[Data extracted from a collection]
------------------------------------
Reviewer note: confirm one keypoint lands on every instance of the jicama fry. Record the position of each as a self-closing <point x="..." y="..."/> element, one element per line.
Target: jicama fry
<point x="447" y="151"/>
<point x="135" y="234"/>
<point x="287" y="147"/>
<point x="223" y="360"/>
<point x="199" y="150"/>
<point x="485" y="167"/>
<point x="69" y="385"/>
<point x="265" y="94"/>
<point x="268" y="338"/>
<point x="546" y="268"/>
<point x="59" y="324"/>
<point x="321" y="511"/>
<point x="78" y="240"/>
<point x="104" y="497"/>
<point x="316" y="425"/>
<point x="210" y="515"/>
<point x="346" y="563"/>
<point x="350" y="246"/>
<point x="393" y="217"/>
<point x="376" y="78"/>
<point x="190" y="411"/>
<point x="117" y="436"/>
------------------------------------
[PROBLEM STATEMENT] Rewrite the records above, substituting "jicama stick" for every "jicama fry" and leaving everything else unchanged.

[REPLY TO THE TASK]
Reviewer note: confirm one keypoint lands on every instance of the jicama stick. Record the position of each as a self-closing <point x="..." y="..."/> element, one element per line.
Target: jicama stick
<point x="447" y="151"/>
<point x="135" y="234"/>
<point x="287" y="147"/>
<point x="223" y="360"/>
<point x="199" y="150"/>
<point x="485" y="167"/>
<point x="69" y="385"/>
<point x="265" y="94"/>
<point x="268" y="338"/>
<point x="546" y="268"/>
<point x="59" y="324"/>
<point x="321" y="511"/>
<point x="78" y="240"/>
<point x="104" y="497"/>
<point x="316" y="425"/>
<point x="210" y="515"/>
<point x="346" y="563"/>
<point x="350" y="246"/>
<point x="393" y="217"/>
<point x="376" y="78"/>
<point x="190" y="411"/>
<point x="117" y="436"/>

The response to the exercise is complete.